--- Start of Document segment ---

# Hard starting when cold on '91 Jetta Digifant II



## Caleb (May 19, 1999)

I have a '91 Jetta with the 1.8 8v Digifant II engine. It starts hard when cold. It seems to crank a little slow and initially doesn't act like it is hitting on any cylinders then after several seconds of cranking it will start to hit on about one cylinder. After several more seconds it will hit on a second and then fire up not long after that. The cranking speed seems to increase once the engine starts to fire on at least one cylinder. It is not the starter causing the slow crank I think it is some sensor or something not giving it enough fuel. It acts like the mixture is lean when it is cranking.
So far I have checked the fuel pressure. Both operating pressure and residual pressure. All pressures are very good. No problems there. Even holds 12 psi when left to sit overnight.
I have found and fixed a vacuum leak at the ISV. Also fixed an exhaust leak at the cat.
I also swapped coolant temp sensors with a known good one and it make no difference.

--- End of Document segment ---
--- Start of Data listing ---

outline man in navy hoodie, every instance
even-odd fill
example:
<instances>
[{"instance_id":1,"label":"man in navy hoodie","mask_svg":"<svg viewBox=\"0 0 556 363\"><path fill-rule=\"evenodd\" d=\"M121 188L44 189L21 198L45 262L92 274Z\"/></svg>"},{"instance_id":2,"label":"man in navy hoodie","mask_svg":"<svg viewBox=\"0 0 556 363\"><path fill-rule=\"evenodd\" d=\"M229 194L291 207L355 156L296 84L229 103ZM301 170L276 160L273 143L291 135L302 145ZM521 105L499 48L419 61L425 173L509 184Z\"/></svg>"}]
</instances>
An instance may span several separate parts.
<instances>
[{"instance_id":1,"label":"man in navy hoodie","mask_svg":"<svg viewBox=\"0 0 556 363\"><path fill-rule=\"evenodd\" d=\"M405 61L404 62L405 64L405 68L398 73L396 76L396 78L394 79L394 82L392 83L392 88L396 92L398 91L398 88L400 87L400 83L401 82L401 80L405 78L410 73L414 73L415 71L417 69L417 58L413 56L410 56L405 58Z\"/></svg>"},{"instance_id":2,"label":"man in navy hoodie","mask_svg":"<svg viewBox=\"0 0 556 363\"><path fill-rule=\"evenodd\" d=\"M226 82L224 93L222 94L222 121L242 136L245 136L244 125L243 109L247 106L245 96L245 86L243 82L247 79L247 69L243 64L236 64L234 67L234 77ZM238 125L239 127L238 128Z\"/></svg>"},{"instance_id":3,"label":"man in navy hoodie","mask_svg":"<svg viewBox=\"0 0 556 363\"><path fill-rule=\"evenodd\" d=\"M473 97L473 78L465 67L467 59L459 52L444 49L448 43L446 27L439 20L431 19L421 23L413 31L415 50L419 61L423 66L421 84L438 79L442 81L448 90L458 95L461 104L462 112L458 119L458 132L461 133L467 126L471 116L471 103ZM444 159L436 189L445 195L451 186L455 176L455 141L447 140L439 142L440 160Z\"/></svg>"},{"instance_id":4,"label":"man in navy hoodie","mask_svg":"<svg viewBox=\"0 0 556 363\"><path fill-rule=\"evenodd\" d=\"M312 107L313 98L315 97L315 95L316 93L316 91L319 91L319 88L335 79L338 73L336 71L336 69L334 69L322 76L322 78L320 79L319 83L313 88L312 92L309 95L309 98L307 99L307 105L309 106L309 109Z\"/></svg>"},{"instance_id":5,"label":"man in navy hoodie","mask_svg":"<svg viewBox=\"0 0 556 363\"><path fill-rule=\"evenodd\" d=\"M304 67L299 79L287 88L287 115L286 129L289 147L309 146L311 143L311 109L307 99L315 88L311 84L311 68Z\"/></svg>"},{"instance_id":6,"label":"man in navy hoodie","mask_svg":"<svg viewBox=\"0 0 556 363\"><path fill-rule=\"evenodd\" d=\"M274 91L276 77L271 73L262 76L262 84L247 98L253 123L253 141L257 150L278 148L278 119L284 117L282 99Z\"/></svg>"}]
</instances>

--- End of Data listing ---

Exercise description
Retype the part of the Jetta cold-start thread that begins at the words "I have found" and ends after "make no difference.".

Result
I have found and fixed a vacuum leak at the ISV. Also fixed an exhaust leak at the cat.
I also swapped coolant temp sensors with a known good one and it make no difference.